● EXCERPTED TEXT:
● ● ● ●

Author Archives: jancjacobs

Making Custom Decals for Plastic Model Kits

A common dilemma for plastic kit modelers is finding decal markings for a particular aircraft. A modeler sees a photograph of a striking scheme or they have a personal attachment that scheme and want to make a model of it. Several paths are possible. You can luck out and find a kit in the right scale with markings included or you can find an aftermarket decal with those markings. More often than not those aftermarket decals were a limited run and are not longer available, even on eBay. That brings us to a third option — do it yourself.

Decal making is a multi-part process and this is a brief overview on how to get it from concept to finished model. There are many ways to produce markings suitable for plastic kits.

Paint masks
Dry transfer (rub-on)

● ● ● ●

● WRITTEN REQUEST: Please quote the passage of the custom decals article that begins with the words containing "Decal making is" and ends with "for plastic kits.".

● ● ● ●

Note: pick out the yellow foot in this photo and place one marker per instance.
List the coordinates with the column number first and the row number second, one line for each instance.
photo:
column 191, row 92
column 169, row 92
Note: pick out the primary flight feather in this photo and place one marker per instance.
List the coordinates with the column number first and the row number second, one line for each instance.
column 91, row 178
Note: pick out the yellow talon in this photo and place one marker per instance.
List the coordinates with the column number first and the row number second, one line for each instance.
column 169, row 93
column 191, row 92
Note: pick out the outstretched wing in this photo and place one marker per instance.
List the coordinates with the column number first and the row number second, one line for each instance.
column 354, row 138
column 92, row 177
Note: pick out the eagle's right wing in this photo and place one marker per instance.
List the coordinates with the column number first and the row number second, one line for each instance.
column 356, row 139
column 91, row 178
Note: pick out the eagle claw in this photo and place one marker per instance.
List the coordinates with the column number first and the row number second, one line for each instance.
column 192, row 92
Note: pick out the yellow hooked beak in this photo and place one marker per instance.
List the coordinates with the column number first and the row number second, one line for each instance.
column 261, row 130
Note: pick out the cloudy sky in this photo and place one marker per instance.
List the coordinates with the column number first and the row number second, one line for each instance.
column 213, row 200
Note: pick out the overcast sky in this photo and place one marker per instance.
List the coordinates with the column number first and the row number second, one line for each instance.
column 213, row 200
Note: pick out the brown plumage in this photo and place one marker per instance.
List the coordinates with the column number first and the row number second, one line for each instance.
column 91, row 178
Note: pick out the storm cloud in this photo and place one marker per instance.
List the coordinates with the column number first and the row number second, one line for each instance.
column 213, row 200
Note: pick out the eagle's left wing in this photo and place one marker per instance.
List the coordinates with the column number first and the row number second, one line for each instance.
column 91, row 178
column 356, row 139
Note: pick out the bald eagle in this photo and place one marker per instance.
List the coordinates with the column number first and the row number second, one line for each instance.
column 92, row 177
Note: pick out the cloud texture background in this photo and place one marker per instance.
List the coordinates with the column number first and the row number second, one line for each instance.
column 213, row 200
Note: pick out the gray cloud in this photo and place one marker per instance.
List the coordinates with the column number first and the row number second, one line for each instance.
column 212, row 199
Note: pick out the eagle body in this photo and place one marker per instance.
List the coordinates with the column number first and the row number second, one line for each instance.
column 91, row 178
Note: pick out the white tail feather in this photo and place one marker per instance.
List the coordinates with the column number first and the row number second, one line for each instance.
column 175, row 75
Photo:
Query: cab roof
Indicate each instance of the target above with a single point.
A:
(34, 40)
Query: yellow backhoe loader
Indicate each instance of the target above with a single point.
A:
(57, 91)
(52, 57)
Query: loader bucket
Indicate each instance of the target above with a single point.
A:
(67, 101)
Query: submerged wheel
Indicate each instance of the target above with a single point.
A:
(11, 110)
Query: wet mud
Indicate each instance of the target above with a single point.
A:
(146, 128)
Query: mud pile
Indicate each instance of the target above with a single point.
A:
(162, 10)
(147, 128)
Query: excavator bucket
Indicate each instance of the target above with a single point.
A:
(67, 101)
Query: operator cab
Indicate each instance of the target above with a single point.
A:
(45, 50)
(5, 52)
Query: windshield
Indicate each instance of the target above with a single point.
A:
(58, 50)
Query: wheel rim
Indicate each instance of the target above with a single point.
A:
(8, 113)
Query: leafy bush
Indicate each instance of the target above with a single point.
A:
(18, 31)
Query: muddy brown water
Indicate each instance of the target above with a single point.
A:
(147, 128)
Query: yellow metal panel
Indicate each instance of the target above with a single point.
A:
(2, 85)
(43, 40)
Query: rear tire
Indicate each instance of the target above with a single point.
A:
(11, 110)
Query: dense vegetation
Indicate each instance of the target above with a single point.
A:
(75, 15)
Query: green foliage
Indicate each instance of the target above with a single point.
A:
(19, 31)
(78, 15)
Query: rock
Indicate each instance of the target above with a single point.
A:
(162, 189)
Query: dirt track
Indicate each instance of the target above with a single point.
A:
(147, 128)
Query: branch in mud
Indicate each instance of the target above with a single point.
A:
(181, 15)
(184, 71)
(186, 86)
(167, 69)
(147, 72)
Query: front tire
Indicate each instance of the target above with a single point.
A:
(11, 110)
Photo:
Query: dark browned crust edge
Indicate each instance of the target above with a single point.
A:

● ● ● ●

● EXERCISE ANSWER:
Decal making is a multi-part process and this is a brief overview on how to get it from concept to finished model. There are many ways to produce markings suitable for plastic kits.